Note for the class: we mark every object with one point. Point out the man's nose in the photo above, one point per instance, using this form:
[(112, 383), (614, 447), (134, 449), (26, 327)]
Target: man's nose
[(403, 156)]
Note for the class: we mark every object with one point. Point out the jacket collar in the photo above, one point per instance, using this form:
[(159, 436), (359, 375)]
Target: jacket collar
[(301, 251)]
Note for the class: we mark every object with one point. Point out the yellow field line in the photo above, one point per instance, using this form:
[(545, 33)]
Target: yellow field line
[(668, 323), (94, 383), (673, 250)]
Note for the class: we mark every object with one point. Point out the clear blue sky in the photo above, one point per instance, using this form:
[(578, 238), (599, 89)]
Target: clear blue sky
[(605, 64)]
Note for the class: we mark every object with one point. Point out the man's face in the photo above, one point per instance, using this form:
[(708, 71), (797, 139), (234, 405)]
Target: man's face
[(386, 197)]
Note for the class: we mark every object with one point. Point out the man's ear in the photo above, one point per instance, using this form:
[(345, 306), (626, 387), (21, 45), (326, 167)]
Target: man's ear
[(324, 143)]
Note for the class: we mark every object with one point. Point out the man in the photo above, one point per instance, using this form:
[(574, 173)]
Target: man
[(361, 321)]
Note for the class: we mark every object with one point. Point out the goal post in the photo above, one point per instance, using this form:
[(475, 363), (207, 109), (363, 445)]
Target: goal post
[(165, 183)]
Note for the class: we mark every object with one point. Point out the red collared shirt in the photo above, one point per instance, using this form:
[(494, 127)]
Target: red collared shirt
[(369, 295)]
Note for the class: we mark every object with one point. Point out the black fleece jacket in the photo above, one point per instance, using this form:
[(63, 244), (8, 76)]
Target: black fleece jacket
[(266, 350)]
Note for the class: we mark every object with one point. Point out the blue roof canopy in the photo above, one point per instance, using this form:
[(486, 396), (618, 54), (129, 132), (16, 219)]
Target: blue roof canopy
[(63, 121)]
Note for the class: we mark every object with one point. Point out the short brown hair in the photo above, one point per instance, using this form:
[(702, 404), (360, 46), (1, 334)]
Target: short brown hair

### WHAT YOU SHOULD DO
Return every line of the listing above where "point" appears.

### ANSWER SECTION
Note for the class: we mark every object with one point. Point out the man's nose in the photo above, one point per instance, using this form:
Note for the class: we mark every object with one point. Point out the jacket collar in the photo above, one point per instance, using this form:
Note for the class: we mark every object with one point. Point out the yellow field line in the photo above, one point per instance, using this form:
Note for the class: we mark every object with one point. Point out the clear blue sky in the photo above, one point per instance, using this form:
Note for the class: we mark every object with one point. Point out the man's face in the photo above, one point per instance, using this form:
Note for the class: we mark every object with one point. Point out the man's ear in the photo above, one point per instance, using this form:
Note for the class: we mark every object with one point. Point out the man in the photo above, one point per instance, using this form:
Note for the class: we mark every object with one point. Point out the goal post in the photo above, one point per instance, using this form:
Note for the class: we mark every object with one point. Point out the red collared shirt in the photo above, one point per instance, using this form:
Note for the class: we mark every object with one point. Point out the black fleece jacket in the photo above, one point per instance, using this form:
Note for the class: we mark every object with one point. Point out the blue roof canopy in the photo above, one point per instance, using this form:
Note for the class: we mark every object with one point. Point out the short brown hair in the photo above, one point per instance, using this form:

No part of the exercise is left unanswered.